• [Work to complete]
• A. Write out, word for word, the part of the passage on the 2008 stimulus bill that opens with the words containing "Treasury Secretary Henry" and closes with "February 7, 2008.".
• B. For each statement, answer yes or no according to the passage on the 2008 stimulus bill, and quote the words from it that settle the answer. (i) The bill passed 81-16 on February 7, 2008. (ii) Treasury Secretary Henry Paulson worked with Senate Majority Leader Harry Reid. (iii) The Capitol Hill Democrats who support Obama are willing to say so on the record.

• [Extract]

┏━━

Democrats on Capitol Hill who support Obama say no.
Wanting Obama to win, however, none will say so on the record.
But media accounts from the time make it clear that even though Obama, Sen. Hillary Clinton, D-NY, and Sen. John McCain, R-Ariz., all offered legislation to provide stimulus to the economy, congressional leaders looped them and their legislation out of negotiations.
Treasury Secretary Henry Paulson worked with House Speaker Nancy Pelosi, D-Calif., House Minority Leader John Boehner, R-Ohio, Senate Majority Leader Harry Reid, D-Nev., and Senate Minority Leader Mitch McConnell, R-Kent.
"Pelosi and Reid seemed to be ignoring the detailed policy solutions being put out by her party's White House hopefuls," wrote the Washington Post on January 23.
"Among Reid's toughest tasks will be keeping Sens. Hillary Rodham Clinton, D-N.Y., and Barack Obama, D-Ill. who are on the campaign trail touting proposals laden with ideas Republicans detest sidelined in the talks while Democrats seek broader agreement with the GOP," wrote the Associated Press the same day.
The bill passed 81-16 on February 7, 2008.
The Obama campaign argues that in January 2008, Obama "was the only candidate to propose a fiscal stimulus plan centered on tax rebate checks for the broad majority of Americans. The bipartisan bill that passed less than a month later was centered on rebate checks to the broad middle class along the lines of what Obama proposed."
That is true.
Obama proposed a tax rebate aimed at middle class families. Clinton's approach, conversely, focused on specific programs targeted at individuak problems, such as home-heating and mortgage subsidies.
But though the bill that eventually passed more closely resembled Obama's than either Clinton's or McCain's, those involved in the drafting of the legislation say it was more a matter of agreeing on a good idea and was not a matter of, as Obama claimed, his proposal having "formed the basis for a bipartisan stimulus package that passed the Congress."

┗━━

Entries taken from a collection:
┏━━

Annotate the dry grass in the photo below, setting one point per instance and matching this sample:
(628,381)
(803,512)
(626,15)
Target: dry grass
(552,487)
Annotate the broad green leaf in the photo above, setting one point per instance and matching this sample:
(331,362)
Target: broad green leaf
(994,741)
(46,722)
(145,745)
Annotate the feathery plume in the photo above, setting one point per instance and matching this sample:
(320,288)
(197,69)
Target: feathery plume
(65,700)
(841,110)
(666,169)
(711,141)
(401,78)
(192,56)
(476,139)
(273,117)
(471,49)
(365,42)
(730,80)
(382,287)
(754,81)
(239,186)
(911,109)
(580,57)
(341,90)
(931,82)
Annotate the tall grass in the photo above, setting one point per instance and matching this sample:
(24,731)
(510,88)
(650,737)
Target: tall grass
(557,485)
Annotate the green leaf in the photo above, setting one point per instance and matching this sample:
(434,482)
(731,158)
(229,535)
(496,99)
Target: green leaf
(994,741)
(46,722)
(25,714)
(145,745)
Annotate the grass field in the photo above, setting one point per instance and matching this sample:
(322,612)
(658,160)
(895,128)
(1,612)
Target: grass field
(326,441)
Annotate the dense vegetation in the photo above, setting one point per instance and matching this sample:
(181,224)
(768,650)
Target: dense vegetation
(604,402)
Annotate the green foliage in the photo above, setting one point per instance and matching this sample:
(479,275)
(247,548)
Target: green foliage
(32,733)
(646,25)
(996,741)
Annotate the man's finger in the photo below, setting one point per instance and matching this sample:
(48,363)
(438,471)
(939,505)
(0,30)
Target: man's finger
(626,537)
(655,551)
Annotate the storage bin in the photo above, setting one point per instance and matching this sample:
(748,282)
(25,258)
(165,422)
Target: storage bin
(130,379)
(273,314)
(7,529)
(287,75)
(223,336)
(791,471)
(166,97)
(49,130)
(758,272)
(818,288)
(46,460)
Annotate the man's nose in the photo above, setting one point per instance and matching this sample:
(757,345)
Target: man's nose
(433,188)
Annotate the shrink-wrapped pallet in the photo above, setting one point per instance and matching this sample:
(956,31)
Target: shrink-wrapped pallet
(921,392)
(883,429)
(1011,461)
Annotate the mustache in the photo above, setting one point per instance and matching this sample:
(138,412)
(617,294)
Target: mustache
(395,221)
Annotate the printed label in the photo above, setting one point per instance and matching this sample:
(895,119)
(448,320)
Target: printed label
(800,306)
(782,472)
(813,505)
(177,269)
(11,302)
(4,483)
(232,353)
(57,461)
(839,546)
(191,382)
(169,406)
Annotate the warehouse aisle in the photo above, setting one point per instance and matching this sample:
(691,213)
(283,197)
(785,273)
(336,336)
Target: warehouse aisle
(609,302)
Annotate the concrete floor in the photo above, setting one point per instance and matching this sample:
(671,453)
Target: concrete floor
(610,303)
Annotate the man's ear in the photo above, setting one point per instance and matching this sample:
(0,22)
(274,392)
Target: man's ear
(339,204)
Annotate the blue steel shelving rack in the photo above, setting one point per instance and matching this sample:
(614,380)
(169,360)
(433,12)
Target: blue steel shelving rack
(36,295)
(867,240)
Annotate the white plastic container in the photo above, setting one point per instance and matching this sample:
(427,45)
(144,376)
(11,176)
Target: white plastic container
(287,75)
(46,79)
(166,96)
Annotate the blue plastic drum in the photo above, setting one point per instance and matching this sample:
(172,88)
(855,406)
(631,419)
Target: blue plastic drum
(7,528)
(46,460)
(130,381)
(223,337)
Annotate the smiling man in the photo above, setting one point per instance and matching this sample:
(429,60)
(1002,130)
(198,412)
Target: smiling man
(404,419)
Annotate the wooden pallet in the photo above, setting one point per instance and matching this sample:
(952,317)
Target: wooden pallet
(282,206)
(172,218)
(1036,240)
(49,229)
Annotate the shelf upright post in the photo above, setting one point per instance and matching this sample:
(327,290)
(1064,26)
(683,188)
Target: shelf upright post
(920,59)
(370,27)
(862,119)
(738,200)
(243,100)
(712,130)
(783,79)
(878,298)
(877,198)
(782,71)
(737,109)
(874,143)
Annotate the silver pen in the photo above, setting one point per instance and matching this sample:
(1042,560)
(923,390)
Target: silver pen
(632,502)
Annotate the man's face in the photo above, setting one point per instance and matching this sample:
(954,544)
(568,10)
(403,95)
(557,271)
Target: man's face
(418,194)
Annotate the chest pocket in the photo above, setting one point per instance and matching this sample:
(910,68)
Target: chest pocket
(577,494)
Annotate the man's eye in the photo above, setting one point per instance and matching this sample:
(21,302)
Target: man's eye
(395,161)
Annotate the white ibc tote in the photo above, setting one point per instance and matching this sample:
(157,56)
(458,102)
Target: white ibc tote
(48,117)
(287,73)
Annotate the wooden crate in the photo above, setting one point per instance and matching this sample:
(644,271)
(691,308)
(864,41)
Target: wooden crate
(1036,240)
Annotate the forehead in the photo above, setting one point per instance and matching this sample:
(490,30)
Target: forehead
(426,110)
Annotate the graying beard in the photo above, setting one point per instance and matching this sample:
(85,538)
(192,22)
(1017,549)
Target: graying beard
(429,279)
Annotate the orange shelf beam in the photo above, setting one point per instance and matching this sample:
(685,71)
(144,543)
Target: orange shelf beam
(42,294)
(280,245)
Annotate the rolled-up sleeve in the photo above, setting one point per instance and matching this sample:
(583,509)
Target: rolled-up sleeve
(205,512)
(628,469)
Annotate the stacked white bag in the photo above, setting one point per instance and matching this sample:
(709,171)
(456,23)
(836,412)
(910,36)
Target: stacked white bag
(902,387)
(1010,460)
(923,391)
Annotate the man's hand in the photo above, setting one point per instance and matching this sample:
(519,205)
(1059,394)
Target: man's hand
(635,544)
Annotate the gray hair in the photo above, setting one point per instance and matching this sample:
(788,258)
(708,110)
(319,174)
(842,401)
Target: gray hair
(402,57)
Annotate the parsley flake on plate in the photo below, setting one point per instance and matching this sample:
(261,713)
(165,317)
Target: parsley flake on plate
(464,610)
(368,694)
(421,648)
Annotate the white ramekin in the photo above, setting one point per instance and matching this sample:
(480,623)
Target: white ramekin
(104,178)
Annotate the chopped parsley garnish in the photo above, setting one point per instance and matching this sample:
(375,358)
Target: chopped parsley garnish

┗━━

• [Responses for each task]
• A.
Treasury Secretary Henry Paulson worked with House Speaker Nancy Pelosi, D-Calif., House Minority Leader John Boehner, R-Ohio, Senate Majority Leader Harry Reid, D-Nev., and Senate Minority Leader Mitch McConnell, R-Kent.
"Pelosi and Reid seemed to be ignoring the detailed policy solutions being put out by her party's White House hopefuls," wrote the Washington Post on January 23.
"Among Reid's toughest tasks will be keeping Sens. Hillary Rodham Clinton, D-N.Y., and Barack Obama, D-Ill. who are on the campaign trail touting proposals laden with ideas Republicans detest sidelined in the talks while Democrats seek broader agreement with the GOP," wrote the Associated Press the same day.
The bill passed 81-16 on February 7, 2008.

• B.
(i) Yes: "The bill passed 81-16 on February 7, 2008."
(ii) Yes: "Treasury Secretary Henry Paulson worked with House Speaker Nancy Pelosi, D-Calif., House Minority Leader John Boehner, R-Ohio, Senate Majority Leader Harry Reid, D-Nev., and Senate Minority Leader Mitch McConnell, R-Kent."
(iii) No: "Wanting Obama to win, however, none will say so on the record."